*** READING TEXT ***
Chitalishte Hristo Botev 1884 is an established and authoritative public institution with a leading place in the cultural life of Botevgrad Municipality. A wide range of cultural, educational, information and leisure activities attract the inhabitants, regardless of their age and social status. The festivals and the events organized by the chitalishte are widely known and highly appreciated by the citizens. There are dance folk ensembles, dance groups of different genres, singing groups, theater and majorettes formations with more than 550 participants in various forms organized in 16 teams. Many of them participate in many international festivals, national events, national television programmes and concerts. The cultural activities cover almost all genres.

The cultural center organizes most of the festivals in the town and the municipality, mainly with the participation of the local amateur groups, as well as with visiting professional groups. These include Christmas and Easter festivals, Children's Book Week, the Month of Culture, celebrations of the National Holiday and the Day of Botevgrad, anniversary celebrations. Chitalishte Hristo Botev 1884 organizes visits of many theaters from different parts of the country, concerts of classical and popular music, folk ensembles and others.

The Mixed Urban Choir was established in 1912 by the poet and patriot Stamen Panchev bears his name. Over the years distinguished conductors such as Gr. Sokolov, Iv. Dimitrov, Topalov, Antoniy Zhivkov, Petar Petrov, Ivan Neshkov have worked with the choir. In the last ten years the conductor is Tatyana Tsonkova. The choir is a laureate of republican festivals of amateur art and has won gold medals. In 2002, on the occasion of its 90th anniversary and under the leadership of Valentin Ganchev, the Mixed Urban Choir "Stamen Panchev" was awarded the Botevgrad Medal of Honour.

The Children's Choir was established in 1977 by Bonka Golemanova. It has won many competitions in the country and abroad. Its repertoire is varied - from classical choral samples to modern works of Bulgarian folklore and choir songs by the most famous contemporary composers. The current conductor of the choir is Boryana Neshkova, the co-rehearser is Silvia Mladenska; both were among its first members.
*** End of READING TEXT ***
INSTRUCTIONS ::
(1) Name every kind of group that the text on Chitalishte Hristo Botev 1884 says is among its 16 teams.
(2) According to the text on Chitalishte Hristo Botev 1884, who established the Children's Choir?
*** DATA BLOCK ***
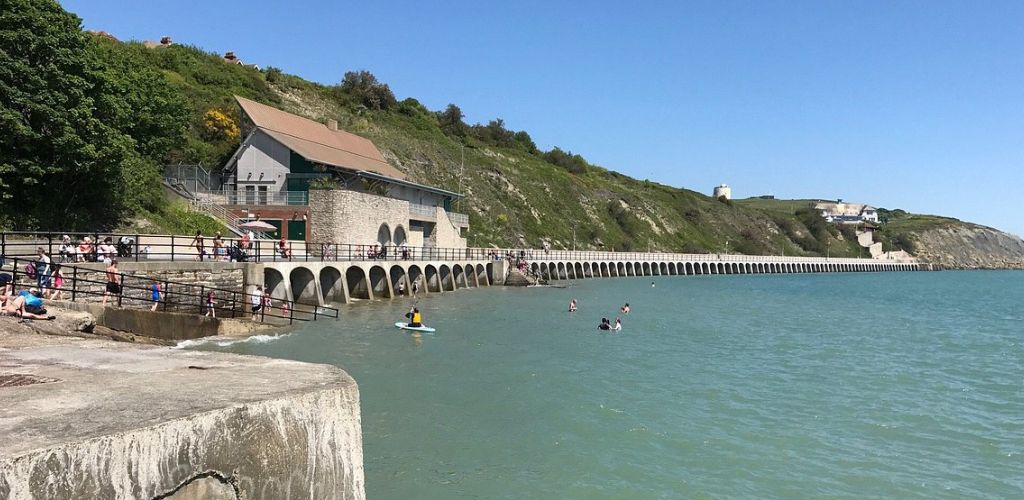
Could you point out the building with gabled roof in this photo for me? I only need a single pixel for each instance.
(281, 154)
*** End of DATA BLOCK ***
ANSWERS ::
(1) Dance folk ensembles, dance groups of different genres, singing groups, theater, and majorettes formations.

(2) Bonka Golemanova, in 1977.